Texte source —
────

Aujourd’hui qu’elle a été publiée, je peux me permettre de la rediffuser ici dans son intégralité.
Il s’agit de celle de Denise Bombardier, célèbre journaliste canadienne qui partage son temps entre le Québec, la Californie et la France.
Je l’ai interrogée à l’occasion de la sortie de son dernier livre: « Vieillir avec grâce ».

 

« Vieillir avec grâce », tout un art…

 

Dans l’univers des médias francophones, la journaliste canadienne Denise Bombardier  est une vedette.
Née en 1941, cette intellectuelle aux opinions courageuses et au caractère bien trempé a fait carrière à la télévision canadienne où elle a animé durant trente ans des émissions politiques, scientifiques et culturelles. Elle a également collaboré à des journaux et magazines comme l’Express, le Monde et le Point, tout en menant une carrière d’écrivain et de parolière.
Son combat pour la défense de la langue française lui a valu de devenir Officier de la Légion d’Honneur et Chevalier de l’Ordre National du Mérite.

Aujourd’hui, toujours collaboratrice du Journal de Montréal, Denise Bombardier partage sa vie entre la Floride, le Canada et la France, et vient de publier son vingt et unième ouvrage: « Vieillir avec grâce ». Rencontre.

–       Dans cet ouvrage, vous relevez combien homme et femmes sont inégaux devant la vieillesse…
Oui. Chez un homme, prendre des rides, avoir des cernes sous les yeux et un visage de plus en plus buriné est considéré comme un charme supplémentaire. Nous connaissons tous des hommes devenus beaucoup plus beaux avec l’âge qu’ils ne l’étaient lorsqu’ils avaient vingt ans! Chez la femme, c’est l’inverse. Les rides et les signes de l’âge sont mal vus.

────

Lignes de données —
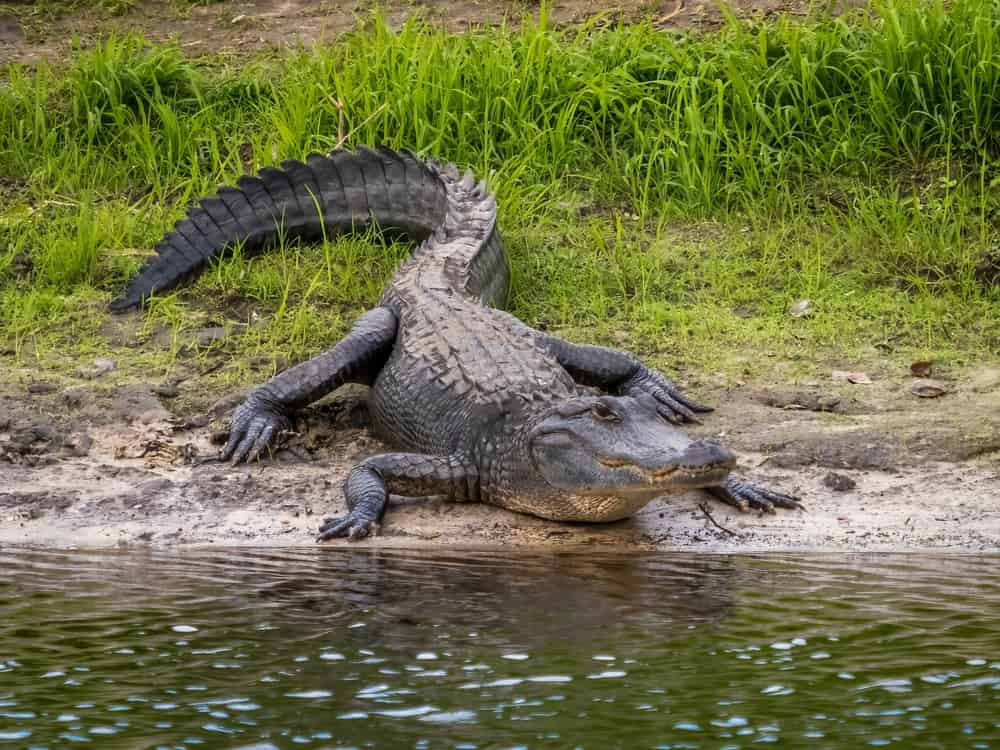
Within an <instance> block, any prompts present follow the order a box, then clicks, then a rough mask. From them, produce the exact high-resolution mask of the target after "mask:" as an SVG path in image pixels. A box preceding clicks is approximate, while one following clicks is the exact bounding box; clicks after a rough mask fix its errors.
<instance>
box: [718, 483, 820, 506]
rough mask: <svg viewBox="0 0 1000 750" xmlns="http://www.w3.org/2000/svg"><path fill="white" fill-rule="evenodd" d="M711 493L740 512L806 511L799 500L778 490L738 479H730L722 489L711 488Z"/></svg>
mask: <svg viewBox="0 0 1000 750" xmlns="http://www.w3.org/2000/svg"><path fill="white" fill-rule="evenodd" d="M708 491H709V492H711V493H712V494H713V495H714V496H715V497H717V498H718V499H719V500H721V501H722V502H724V503H726V504H728V505H732V506H733V507H734V508H738V509H739V510H743V511H745V510H747V508H748V507H749V508H756V509H757V510H760V511H762V512H764V513H775V512H776V510H775V508H793V509H795V508H797V509H798V510H805V507H803V505H802V503H800V502H799V498H797V497H796V496H795V495H788V494H786V493H784V492H778V491H777V490H769V489H767V488H766V487H760V486H758V485H755V484H751V483H750V482H745V481H743V480H741V479H737V478H736V477H732V476H731V477H729V478H728V479H727V480H726V484H725V485H724V486H722V487H709V488H708Z"/></svg>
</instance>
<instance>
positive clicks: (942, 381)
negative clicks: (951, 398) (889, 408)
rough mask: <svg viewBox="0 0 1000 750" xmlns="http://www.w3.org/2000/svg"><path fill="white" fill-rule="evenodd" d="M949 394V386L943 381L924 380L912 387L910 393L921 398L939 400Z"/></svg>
mask: <svg viewBox="0 0 1000 750" xmlns="http://www.w3.org/2000/svg"><path fill="white" fill-rule="evenodd" d="M947 392H948V384H947V383H945V382H943V381H941V380H929V379H926V378H925V379H922V380H918V381H917V382H915V383H914V384H913V385H911V386H910V393H912V394H913V395H914V396H917V397H919V398H937V397H938V396H943V395H944V394H946V393H947Z"/></svg>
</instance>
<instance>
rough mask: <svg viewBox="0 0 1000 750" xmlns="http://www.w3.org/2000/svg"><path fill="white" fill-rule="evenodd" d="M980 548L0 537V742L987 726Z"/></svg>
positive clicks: (990, 708)
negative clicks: (779, 546) (953, 555)
mask: <svg viewBox="0 0 1000 750" xmlns="http://www.w3.org/2000/svg"><path fill="white" fill-rule="evenodd" d="M997 562H998V559H997V558H995V557H940V558H935V557H923V558H913V557H902V556H900V557H888V558H887V557H885V556H879V557H875V556H871V557H844V556H840V557H805V558H801V557H799V558H793V557H781V556H768V557H705V556H695V555H659V554H657V555H629V556H623V555H600V554H594V553H588V554H562V555H557V554H549V555H529V554H526V553H522V552H517V553H511V554H504V555H499V554H478V553H468V552H451V553H435V554H433V555H427V554H416V553H400V552H392V553H390V552H385V551H369V550H362V551H357V550H344V549H329V548H328V549H317V550H315V551H313V550H309V551H302V552H281V553H276V552H270V551H269V552H246V551H235V550H233V551H230V550H225V551H217V552H213V553H204V552H197V553H195V552H190V553H167V552H150V553H139V552H127V553H92V554H91V553H88V554H82V553H79V554H78V553H54V552H38V551H27V550H21V551H18V550H5V551H0V748H6V747H12V748H14V747H17V748H22V747H35V748H54V747H71V746H75V745H80V744H90V745H91V746H96V747H102V748H104V747H112V748H113V747H122V748H134V747H151V748H152V747H163V748H181V747H183V748H195V747H202V748H216V747H224V748H256V749H262V750H263V749H266V748H284V747H290V746H293V745H299V744H301V745H308V746H311V747H329V748H333V747H384V748H402V747H413V748H438V747H441V748H487V747H489V748H493V747H525V748H527V747H530V748H536V747H552V748H563V747H586V748H608V747H626V748H633V747H636V748H639V747H647V748H666V747H670V748H720V747H726V748H738V747H750V746H751V745H758V744H764V743H779V744H781V745H783V746H786V747H791V746H795V747H797V746H803V745H808V746H816V747H844V748H848V747H858V746H864V745H871V746H876V747H877V746H884V745H893V746H897V747H901V748H902V747H906V748H910V747H948V748H963V747H969V748H988V747H1000V574H998V573H997V572H996V569H997Z"/></svg>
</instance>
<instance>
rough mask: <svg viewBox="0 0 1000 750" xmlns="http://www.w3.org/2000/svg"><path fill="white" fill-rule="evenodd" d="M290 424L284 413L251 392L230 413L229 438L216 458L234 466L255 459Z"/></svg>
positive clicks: (287, 418)
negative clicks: (242, 462)
mask: <svg viewBox="0 0 1000 750" xmlns="http://www.w3.org/2000/svg"><path fill="white" fill-rule="evenodd" d="M289 426H290V421H289V419H288V417H287V416H285V415H284V414H283V413H282V412H281V411H279V410H278V409H276V408H275V407H273V406H271V405H269V404H266V403H265V402H263V401H262V400H261V399H260V398H258V397H256V396H255V395H254V394H251V395H250V396H249V397H248V398H247V400H246V401H244V402H243V403H242V404H241V405H240V406H239V407H238V408H237V409H236V411H235V412H233V420H232V426H231V427H230V430H229V440H228V441H227V442H226V446H225V448H223V449H222V453H220V455H219V459H220V460H222V461H229V462H230V463H231V464H232V465H233V466H235V465H236V464H238V463H240V462H241V461H246V462H247V463H250V462H251V461H255V460H257V458H259V457H260V455H261V453H263V452H264V451H265V450H270V448H271V445H272V443H273V442H274V439H275V437H276V436H277V435H278V434H279V433H280V432H281V431H282V430H287V429H288V428H289Z"/></svg>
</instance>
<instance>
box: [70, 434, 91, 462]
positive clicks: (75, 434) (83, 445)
mask: <svg viewBox="0 0 1000 750" xmlns="http://www.w3.org/2000/svg"><path fill="white" fill-rule="evenodd" d="M93 444H94V439H93V438H92V437H90V435H88V434H87V433H85V432H78V433H74V434H73V435H69V436H68V437H66V438H65V439H64V440H63V448H65V449H66V450H68V451H69V452H70V454H72V455H74V456H80V457H83V456H86V455H87V454H89V453H90V448H91V446H93Z"/></svg>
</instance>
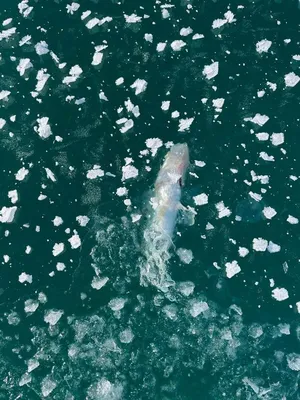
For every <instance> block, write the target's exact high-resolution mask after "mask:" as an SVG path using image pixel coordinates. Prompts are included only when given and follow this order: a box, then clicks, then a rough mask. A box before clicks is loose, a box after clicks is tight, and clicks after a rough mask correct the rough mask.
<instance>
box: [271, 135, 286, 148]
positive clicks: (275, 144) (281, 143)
mask: <svg viewBox="0 0 300 400" xmlns="http://www.w3.org/2000/svg"><path fill="white" fill-rule="evenodd" d="M271 142H272V144H273V146H280V145H281V144H282V143H284V134H283V133H282V132H280V133H272V135H271Z"/></svg>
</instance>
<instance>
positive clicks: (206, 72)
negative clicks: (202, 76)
mask: <svg viewBox="0 0 300 400" xmlns="http://www.w3.org/2000/svg"><path fill="white" fill-rule="evenodd" d="M202 73H203V75H204V76H205V77H206V79H212V78H214V77H215V76H217V75H218V73H219V62H218V61H216V62H213V63H212V64H210V65H205V67H204V69H203V72H202Z"/></svg>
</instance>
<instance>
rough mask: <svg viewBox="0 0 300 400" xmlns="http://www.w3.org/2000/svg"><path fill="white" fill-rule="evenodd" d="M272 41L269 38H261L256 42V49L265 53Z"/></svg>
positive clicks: (270, 46)
mask: <svg viewBox="0 0 300 400" xmlns="http://www.w3.org/2000/svg"><path fill="white" fill-rule="evenodd" d="M271 45H272V42H271V41H270V40H267V39H263V40H261V41H260V42H257V43H256V51H257V52H258V53H260V54H261V53H267V52H268V50H269V48H270V47H271Z"/></svg>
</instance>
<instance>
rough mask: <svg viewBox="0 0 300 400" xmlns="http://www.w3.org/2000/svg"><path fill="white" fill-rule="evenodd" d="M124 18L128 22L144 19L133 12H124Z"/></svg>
mask: <svg viewBox="0 0 300 400" xmlns="http://www.w3.org/2000/svg"><path fill="white" fill-rule="evenodd" d="M124 18H125V21H126V22H127V24H135V23H137V22H141V20H142V17H139V16H137V15H136V14H131V15H126V14H124Z"/></svg>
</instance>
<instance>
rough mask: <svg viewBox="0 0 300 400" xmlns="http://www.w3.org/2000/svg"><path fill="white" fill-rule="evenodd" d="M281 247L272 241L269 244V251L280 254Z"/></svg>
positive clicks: (268, 246) (268, 247) (278, 244)
mask: <svg viewBox="0 0 300 400" xmlns="http://www.w3.org/2000/svg"><path fill="white" fill-rule="evenodd" d="M280 249H281V247H280V246H279V244H276V243H273V242H272V241H270V242H269V244H268V247H267V250H268V252H269V253H278V252H279V251H280Z"/></svg>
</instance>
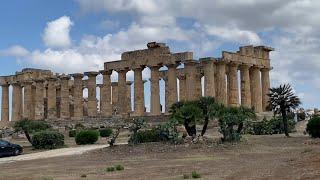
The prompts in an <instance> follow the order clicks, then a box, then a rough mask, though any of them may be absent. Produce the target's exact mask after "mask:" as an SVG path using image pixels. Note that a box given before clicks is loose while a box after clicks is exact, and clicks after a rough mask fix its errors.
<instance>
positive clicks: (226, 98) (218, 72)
mask: <svg viewBox="0 0 320 180" xmlns="http://www.w3.org/2000/svg"><path fill="white" fill-rule="evenodd" d="M216 71H217V80H216V100H217V101H218V102H220V103H222V104H224V105H227V91H226V64H225V62H222V61H220V62H218V63H217V65H216Z"/></svg>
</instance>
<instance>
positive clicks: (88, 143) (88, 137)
mask: <svg viewBox="0 0 320 180" xmlns="http://www.w3.org/2000/svg"><path fill="white" fill-rule="evenodd" d="M98 138H99V132H98V131H93V130H83V131H80V132H78V133H77V135H76V138H75V140H76V143H77V144H78V145H83V144H94V143H95V142H97V141H98Z"/></svg>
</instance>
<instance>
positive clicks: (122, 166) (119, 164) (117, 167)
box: [115, 164, 124, 171]
mask: <svg viewBox="0 0 320 180" xmlns="http://www.w3.org/2000/svg"><path fill="white" fill-rule="evenodd" d="M115 168H116V170H117V171H123V170H124V167H123V166H122V165H120V164H119V165H116V166H115Z"/></svg>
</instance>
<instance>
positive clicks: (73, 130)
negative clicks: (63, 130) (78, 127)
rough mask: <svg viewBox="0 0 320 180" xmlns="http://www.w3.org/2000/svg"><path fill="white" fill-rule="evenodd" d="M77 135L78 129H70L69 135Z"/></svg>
mask: <svg viewBox="0 0 320 180" xmlns="http://www.w3.org/2000/svg"><path fill="white" fill-rule="evenodd" d="M76 135H77V130H75V129H72V130H70V131H69V137H76Z"/></svg>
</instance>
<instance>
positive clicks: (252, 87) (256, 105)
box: [249, 66, 262, 112]
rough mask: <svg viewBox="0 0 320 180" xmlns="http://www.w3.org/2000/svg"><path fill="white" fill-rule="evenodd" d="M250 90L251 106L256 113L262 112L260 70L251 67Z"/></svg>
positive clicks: (250, 72)
mask: <svg viewBox="0 0 320 180" xmlns="http://www.w3.org/2000/svg"><path fill="white" fill-rule="evenodd" d="M249 73H250V90H251V105H252V106H253V107H254V109H255V111H256V112H262V89H261V81H260V68H259V67H257V66H253V67H251V68H250V72H249Z"/></svg>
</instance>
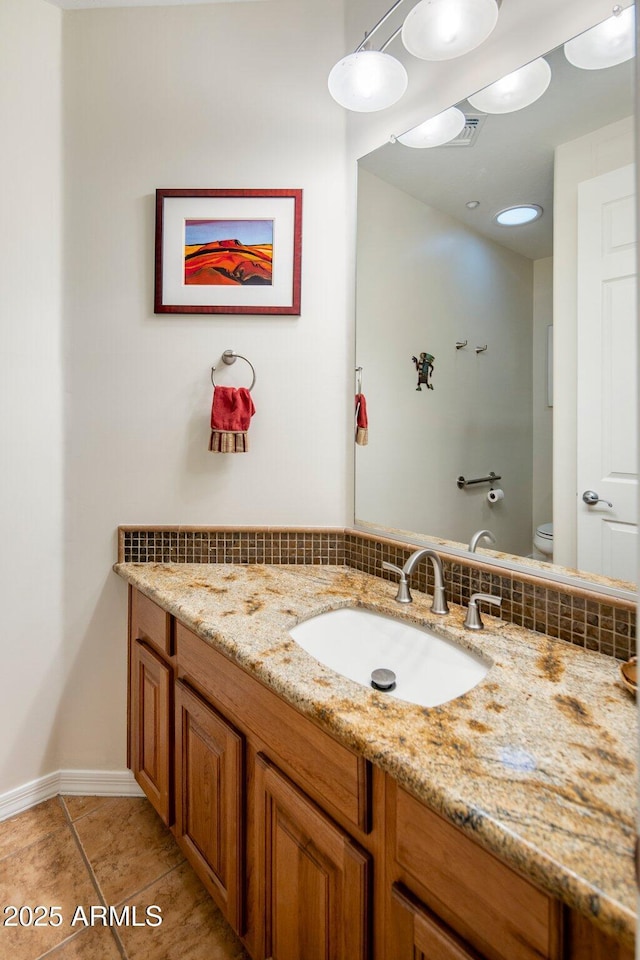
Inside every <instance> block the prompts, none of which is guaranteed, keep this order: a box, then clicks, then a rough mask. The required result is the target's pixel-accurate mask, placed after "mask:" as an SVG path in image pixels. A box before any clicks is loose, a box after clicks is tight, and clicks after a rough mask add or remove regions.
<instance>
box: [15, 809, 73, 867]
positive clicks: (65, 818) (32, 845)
mask: <svg viewBox="0 0 640 960" xmlns="http://www.w3.org/2000/svg"><path fill="white" fill-rule="evenodd" d="M51 799H52V800H54V799H55V800H58V802H60V800H61V797H60V795H59V794H58V795H57V796H56V797H51ZM42 802H43V803H48V801H47V800H44V801H42ZM38 806H40V804H38V803H36V804H34V806H33V807H29V809H28V810H23V811H22V813H18V814H16V816H15V817H9V818H8V819H7V820H3V821H2V823H11V821H12V820H14V819H15V820H17V819H19V818H20V817H21V816H23V814H25V813H29V812H30V811H31V810H35V808H36V807H38ZM60 806H61V807H62V813H63V815H64V814H65V813H66V810H65V808H64V805H62V804H60ZM66 825H67V821H66V817H65V819H64V821H63V822H62V823H61V824H59V826H57V827H54V828H53V830H49V831H48V832H47V833H43V834H42V836H40V837H38V838H37V840H30V841H29V842H28V843H25V844H24V846H22V847H16V849H15V850H12V851H11V852H10V853H6V854H5V855H4V856H0V863H4V861H5V860H7V859H8V858H9V857H13V856H14V855H15V854H16V853H23V852H24V851H25V850H28V849H29V848H30V847H34V846H35V845H36V843H40V842H41V841H42V840H46V839H47V838H48V837H50V836H51V834H53V833H56V831H58V830H61V829H62V828H63V827H65V826H66Z"/></svg>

────

Exercice 1 — Selon le texte sur Denise Bombardier, en quelle année la journaliste est-elle née ?
Exercice 2 — Recopiez fidèlement, dans le texte sur Denise Bombardier, tout ce qui va de « Dans l’univers des » jusqu'à « et de parolière. ».
Exercice 3 — Poursuivez le texte sur Denise Bombardier à partir de sa dernière phrase.

Corrigé 1 — En 1941.

Corrigé 2 —
Dans l’univers des médias francophones, la journaliste canadienne Denise Bombardier  est une vedette.
Née en 1941, cette intellectuelle aux opinions courageuses et au caractère bien trempé a fait carrière à la télévision canadienne où elle a animé durant trente ans des émissions politiques, scientifiques et culturelles. Elle a également collaboré à des journaux et magazines comme l’Express, le Monde et le Point, tout en menant une carrière d’écrivain et de parolière.

Corrigé 3 —
–       Ce qui ne vous empêche pas de souligner que les hommes supportent beaucoup moins bien de vieillir par rapport aux femmes?
Il est certain qu’ils ont plus de difficulté à vieillir que nous. Cela se fait de façon sournoise. Au début, tout va bien, et puis tout à coup, vers 65 ans, ils « cassent », accusent leur âge brutalement. Les femmes se préparent très tôt, font tout pour ralentir le vieillissement, y pensent. Les hommes, eux, en prennent conscience lorsqu’ils se rendent compte que leur virilité diminue. Ce qui leur fait peur.

–       Vous-même, quel est votre rapport à l’âge?
Je suis interpellée par la question depuis que j’ai réalisé que ce n’était pas les policiers et les pilotes d’avion qui rajeunissaient autour de moi, mais moi qui vieillissais! L’espérance de vie a été repoussée, je vis en Floride, une région qui rajeunit. De plus en plus de femmes ont recours à la chirurgie esthétique, et ce de plus en plus jeune. Nous avons toutes peur de ne plus séduire, moi comme les autres. Mais je ne suis pas prête à faire n’importe quoi pour autant.

–       Avez-vous vous aussi succombé aux sirènes de la chirurgie esthétique, pour laquelle vous êtes sans complaisance dans votre livre?
J’ai fait remonter mes paupières et je me fais faire de légères injections une ou deux fois par année. Pour moi, il est important de rester présentable, mais de garder un résultat très naturel. Ce qui me fait réagir, c’est l’exagération. Lorsqu’une femme a subi trois ou quatre liftings, nous sommes en pleine science-fiction! Regardez leurs visages… Ces interventions les transforment en profondeur et elles finissent par ne plus se ressembler. Vous imaginez les dégâts que cela peut provoquer, tant sur le plan physique que psychologique.

–       Vous consacrez d’ailleurs un chapitre de votre livre à l’angoisse de vieillir, cause des pires débordements.
Oui, car cette angoisse existe toujours, y compris après avoir subi un lifting. Nous vivons dans les apparences, dans l’obsession de la perfection, de la jeunesse éternelle. C’est ce qui pousse des filles très jeunes à passer par la chirurgie esthétique. Il faut vraiment prendre conscience de cette situation.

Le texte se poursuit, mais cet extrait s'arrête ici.